*Job*:
Find the line that contains "TARGET = shadow on grass" in the entries below. Output it and each later line exactly, and nothing else.

#####

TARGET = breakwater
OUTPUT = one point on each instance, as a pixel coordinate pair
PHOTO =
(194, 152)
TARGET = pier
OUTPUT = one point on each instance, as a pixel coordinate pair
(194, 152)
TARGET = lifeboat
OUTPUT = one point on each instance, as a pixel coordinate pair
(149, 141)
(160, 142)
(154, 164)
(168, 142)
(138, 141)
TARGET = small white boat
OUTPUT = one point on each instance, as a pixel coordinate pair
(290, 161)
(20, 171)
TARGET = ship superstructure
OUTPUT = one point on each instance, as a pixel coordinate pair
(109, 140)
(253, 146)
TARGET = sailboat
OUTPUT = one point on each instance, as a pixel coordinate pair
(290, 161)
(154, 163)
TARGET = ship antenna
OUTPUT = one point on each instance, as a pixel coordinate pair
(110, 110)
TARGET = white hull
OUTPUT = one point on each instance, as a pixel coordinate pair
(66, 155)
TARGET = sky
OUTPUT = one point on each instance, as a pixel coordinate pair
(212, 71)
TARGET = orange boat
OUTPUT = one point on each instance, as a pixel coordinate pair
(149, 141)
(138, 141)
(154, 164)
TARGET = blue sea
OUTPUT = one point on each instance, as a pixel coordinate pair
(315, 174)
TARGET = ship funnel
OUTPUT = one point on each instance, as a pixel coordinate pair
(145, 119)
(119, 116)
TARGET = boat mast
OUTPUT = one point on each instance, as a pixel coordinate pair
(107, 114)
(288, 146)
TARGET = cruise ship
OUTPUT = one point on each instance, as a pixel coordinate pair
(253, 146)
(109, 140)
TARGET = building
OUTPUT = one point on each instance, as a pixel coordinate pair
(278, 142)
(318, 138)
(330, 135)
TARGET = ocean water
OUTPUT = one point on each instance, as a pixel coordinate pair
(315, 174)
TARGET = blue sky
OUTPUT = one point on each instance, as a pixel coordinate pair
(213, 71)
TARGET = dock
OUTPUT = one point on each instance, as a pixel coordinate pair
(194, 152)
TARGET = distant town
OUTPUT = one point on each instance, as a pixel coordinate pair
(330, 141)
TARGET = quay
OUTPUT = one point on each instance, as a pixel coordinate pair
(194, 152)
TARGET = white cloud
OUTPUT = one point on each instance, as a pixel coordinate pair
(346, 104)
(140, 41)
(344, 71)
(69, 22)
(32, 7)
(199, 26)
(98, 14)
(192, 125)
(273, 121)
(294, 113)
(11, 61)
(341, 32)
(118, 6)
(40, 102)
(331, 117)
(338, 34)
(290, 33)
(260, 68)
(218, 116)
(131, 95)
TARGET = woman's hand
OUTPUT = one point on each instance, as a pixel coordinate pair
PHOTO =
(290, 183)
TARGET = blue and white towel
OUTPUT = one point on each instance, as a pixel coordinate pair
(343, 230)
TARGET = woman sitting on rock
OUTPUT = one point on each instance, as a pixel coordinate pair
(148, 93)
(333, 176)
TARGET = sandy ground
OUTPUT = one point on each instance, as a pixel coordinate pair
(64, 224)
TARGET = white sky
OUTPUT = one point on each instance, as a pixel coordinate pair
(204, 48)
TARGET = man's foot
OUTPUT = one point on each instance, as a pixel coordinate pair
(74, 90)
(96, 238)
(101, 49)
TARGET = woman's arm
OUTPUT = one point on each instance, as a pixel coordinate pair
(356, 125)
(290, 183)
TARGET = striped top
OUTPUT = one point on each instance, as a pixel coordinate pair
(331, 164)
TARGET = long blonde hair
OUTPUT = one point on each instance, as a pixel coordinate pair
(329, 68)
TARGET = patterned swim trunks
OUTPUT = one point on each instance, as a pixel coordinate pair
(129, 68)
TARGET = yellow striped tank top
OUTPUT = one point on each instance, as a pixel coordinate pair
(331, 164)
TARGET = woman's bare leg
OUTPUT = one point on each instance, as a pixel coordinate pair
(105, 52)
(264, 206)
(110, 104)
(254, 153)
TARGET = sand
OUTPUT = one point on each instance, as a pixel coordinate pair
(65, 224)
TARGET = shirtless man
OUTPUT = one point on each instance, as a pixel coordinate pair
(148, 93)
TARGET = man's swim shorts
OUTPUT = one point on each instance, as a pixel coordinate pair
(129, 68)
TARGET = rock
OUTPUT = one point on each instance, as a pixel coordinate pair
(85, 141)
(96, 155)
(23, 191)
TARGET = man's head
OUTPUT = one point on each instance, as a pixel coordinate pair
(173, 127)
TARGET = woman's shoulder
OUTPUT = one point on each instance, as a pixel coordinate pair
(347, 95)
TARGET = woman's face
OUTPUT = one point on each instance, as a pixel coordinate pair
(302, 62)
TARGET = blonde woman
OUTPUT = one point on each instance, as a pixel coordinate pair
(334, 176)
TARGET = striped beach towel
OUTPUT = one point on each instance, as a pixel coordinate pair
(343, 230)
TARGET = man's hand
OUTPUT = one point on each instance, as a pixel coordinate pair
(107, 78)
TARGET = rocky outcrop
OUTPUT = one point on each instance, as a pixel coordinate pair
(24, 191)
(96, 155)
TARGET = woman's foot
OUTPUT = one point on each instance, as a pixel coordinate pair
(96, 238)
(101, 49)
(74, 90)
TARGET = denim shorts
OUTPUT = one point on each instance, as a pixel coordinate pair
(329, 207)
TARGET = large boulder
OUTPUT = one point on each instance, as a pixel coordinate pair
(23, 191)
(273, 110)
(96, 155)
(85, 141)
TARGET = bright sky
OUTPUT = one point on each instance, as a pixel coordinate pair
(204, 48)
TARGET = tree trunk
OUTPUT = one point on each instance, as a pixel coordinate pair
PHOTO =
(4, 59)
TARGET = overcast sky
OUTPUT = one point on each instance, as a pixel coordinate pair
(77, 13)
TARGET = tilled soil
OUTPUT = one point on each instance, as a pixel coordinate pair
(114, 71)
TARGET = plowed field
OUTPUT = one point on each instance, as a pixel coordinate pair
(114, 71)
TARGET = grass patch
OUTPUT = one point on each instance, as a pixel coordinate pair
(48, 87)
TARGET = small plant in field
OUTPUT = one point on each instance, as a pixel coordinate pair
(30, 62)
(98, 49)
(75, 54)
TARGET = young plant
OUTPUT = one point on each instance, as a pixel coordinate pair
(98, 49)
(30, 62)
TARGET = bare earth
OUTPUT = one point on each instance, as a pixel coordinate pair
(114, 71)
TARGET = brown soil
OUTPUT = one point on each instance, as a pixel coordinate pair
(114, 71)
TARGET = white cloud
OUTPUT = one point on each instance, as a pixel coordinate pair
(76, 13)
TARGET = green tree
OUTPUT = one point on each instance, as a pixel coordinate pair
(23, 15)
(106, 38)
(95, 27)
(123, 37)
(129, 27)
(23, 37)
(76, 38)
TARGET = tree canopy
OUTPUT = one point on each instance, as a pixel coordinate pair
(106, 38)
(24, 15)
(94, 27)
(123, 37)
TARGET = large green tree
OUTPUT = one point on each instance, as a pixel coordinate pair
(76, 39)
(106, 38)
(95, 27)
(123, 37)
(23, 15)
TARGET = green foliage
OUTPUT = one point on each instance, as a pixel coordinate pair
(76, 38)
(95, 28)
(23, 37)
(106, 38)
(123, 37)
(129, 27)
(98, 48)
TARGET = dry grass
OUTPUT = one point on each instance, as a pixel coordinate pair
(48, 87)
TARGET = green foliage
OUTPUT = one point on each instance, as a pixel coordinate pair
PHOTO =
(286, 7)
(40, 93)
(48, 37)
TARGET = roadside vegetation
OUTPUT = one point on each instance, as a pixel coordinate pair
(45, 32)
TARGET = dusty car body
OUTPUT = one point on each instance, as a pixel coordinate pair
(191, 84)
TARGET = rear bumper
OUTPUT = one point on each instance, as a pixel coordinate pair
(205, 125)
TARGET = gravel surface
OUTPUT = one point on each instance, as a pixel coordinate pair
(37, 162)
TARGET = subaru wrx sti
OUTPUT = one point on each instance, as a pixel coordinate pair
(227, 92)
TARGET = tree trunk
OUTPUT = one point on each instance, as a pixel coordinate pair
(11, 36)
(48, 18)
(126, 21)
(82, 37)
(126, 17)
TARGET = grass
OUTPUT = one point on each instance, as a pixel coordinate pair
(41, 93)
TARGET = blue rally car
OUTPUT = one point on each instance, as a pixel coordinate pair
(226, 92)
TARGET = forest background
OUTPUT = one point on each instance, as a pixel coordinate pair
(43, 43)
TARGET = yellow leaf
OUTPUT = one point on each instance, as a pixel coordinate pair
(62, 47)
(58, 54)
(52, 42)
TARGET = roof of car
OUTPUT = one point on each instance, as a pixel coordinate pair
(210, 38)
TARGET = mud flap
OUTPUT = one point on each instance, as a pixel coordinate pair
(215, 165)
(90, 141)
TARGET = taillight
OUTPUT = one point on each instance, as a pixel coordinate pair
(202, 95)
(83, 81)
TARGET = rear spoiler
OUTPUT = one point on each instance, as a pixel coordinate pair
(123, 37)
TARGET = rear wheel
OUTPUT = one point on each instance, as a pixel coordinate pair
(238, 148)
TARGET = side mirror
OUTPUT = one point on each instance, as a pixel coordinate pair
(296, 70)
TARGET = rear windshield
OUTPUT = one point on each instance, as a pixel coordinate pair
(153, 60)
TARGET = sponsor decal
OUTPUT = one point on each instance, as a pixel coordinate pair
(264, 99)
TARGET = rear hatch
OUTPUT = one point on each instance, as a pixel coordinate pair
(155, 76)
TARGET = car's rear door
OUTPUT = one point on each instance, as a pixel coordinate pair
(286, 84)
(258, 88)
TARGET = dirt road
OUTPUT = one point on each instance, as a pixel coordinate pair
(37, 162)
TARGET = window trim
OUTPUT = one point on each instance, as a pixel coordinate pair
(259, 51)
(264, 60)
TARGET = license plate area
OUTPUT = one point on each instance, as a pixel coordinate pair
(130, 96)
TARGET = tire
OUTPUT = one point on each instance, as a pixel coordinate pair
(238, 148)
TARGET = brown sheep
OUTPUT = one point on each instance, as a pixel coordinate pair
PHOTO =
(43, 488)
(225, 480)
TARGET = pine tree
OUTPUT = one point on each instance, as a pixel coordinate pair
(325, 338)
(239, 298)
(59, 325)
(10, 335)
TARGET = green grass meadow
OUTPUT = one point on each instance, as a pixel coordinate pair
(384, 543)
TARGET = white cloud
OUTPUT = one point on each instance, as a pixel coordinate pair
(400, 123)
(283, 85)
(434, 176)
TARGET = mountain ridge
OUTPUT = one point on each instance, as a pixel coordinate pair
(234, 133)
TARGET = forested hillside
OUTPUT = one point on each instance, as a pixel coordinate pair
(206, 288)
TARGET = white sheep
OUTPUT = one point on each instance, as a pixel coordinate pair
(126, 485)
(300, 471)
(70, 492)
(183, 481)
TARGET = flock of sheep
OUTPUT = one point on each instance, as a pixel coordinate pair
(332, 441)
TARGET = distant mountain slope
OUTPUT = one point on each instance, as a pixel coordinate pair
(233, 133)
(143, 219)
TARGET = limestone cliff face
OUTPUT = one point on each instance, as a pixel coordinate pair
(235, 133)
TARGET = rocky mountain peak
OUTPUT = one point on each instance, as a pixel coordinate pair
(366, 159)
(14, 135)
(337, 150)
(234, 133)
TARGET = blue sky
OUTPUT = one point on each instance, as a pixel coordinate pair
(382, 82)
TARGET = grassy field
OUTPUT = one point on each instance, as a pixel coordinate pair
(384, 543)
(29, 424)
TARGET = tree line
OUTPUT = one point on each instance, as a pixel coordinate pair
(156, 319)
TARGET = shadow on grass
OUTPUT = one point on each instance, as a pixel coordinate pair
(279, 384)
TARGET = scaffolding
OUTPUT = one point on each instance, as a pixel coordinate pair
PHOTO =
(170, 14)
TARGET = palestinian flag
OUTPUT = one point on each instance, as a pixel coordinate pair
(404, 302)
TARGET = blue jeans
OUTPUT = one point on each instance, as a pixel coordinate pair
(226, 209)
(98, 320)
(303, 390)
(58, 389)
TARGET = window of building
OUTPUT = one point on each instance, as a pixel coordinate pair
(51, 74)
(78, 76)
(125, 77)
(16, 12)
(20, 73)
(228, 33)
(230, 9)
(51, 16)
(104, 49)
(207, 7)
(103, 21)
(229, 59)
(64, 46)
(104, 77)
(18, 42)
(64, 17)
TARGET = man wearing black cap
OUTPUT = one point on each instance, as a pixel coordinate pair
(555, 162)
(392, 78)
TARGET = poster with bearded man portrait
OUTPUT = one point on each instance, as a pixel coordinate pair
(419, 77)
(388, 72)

#####

*Right answer*:
TARGET = shadow on grass
OUTPUT = one point on each instance, as a pixel coordinate pair
(279, 384)
TARGET = scaffolding
OUTPUT = one point on each instance, as a pixel coordinate pair
PHOTO =
(170, 14)
TARGET = palestinian flag
OUTPUT = one point on each instance, as a pixel coordinate pair
(404, 302)
TARGET = blue jeans
OUTPUT = one point on each instance, as a pixel coordinate pair
(226, 209)
(98, 320)
(303, 390)
(58, 389)
TARGET = window of building
OUTPUT = one point on each instance, as a pixel coordinate pair
(51, 74)
(78, 76)
(125, 77)
(16, 12)
(20, 73)
(228, 33)
(230, 9)
(51, 16)
(104, 49)
(207, 7)
(103, 21)
(229, 59)
(64, 46)
(104, 77)
(18, 42)
(64, 17)
TARGET = man wearing black cap
OUTPUT = one point on each instance, as a pixel coordinate pair
(555, 162)
(392, 78)
TARGET = poster with bearded man portrait
OUTPUT = one point on each instance, as a pixel coordinate pair
(419, 77)
(388, 72)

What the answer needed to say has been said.